+++ Document text

By law, Minnesota cannot have an operating deficit.  It should have addressed this issue by May 17,  or run the risk of making it worse later on.  It did not.  It  did not adopt a bonding bill.  It also did not ratify the collective bargaining agreement with state workers.   It was divided over the Governor’s executive orders and the handling of Covid-19. It also  did not do a lot of other stuff, necessitating a special session.

Covid-19 may have changed the issues but it did not alter the pre-existing partisan geographic divide.  It only gave it a new face.

The New Normal or Special Sessionaplooza

It should not then be a surprise that yet again Minnesota is having a special session.  This is part of the New Normal that began in 1997-98.

Since statehood in 1858 we have had a total of 54 special sessions, including the anticipated one later this year.  This means that out of the 162 years of statehood, there is an average of one special session every three years (33.3%).

From 1858 through 1996 there were a total of 36 special sessions, averaging about once every four years (0.26).

From 1997 through and including 2020 (24 years), there have been 17  special sessions.  This means on average there are three special sessions out of every four years (75%).  I pick 1997-98 as a benchmark for what I call the new normal.  The new normal or era of MN politics begins in about 1997-98 with the election of Ventura as governor in 1998 and the GOP take over of the MN House.  This time period represents the point when DFL political power and influence waned in MN and the politics of the state became more polarized and divided.

++++++

What to produce:
In the passage on Minnesota special sessions, which two events mark the start of what the author calls the new normal?

+++ Recorded information

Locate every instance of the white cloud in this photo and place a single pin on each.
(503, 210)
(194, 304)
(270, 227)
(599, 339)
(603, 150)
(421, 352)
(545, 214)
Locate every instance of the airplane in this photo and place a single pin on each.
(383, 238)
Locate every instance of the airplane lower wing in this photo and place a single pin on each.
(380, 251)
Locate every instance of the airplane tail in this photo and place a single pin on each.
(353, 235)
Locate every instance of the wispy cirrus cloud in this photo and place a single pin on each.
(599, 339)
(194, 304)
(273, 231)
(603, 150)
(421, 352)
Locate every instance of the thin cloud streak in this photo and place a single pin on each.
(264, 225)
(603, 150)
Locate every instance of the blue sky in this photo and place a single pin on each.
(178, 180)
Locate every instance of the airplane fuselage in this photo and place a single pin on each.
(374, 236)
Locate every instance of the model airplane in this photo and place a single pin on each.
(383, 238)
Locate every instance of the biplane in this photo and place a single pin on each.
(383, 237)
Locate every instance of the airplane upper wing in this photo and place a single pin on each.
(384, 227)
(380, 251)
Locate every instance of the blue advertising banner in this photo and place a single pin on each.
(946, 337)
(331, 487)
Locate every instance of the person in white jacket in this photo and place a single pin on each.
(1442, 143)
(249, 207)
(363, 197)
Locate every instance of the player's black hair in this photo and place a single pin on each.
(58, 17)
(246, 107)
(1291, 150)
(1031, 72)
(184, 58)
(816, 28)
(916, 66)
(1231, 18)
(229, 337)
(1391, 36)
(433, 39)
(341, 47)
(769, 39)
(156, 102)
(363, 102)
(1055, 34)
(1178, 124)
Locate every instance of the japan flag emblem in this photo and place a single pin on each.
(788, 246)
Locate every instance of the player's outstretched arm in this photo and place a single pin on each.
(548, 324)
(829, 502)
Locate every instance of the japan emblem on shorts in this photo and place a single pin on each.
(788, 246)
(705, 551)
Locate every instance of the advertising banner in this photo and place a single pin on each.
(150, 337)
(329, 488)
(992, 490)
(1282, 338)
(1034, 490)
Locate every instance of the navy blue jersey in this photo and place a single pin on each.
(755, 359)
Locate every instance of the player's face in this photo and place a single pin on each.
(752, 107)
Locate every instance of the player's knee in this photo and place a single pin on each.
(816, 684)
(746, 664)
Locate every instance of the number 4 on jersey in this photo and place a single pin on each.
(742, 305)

++++++

Exercise answer:
The election of Ventura as governor in 1998 and the GOP takeover of the Minnesota House.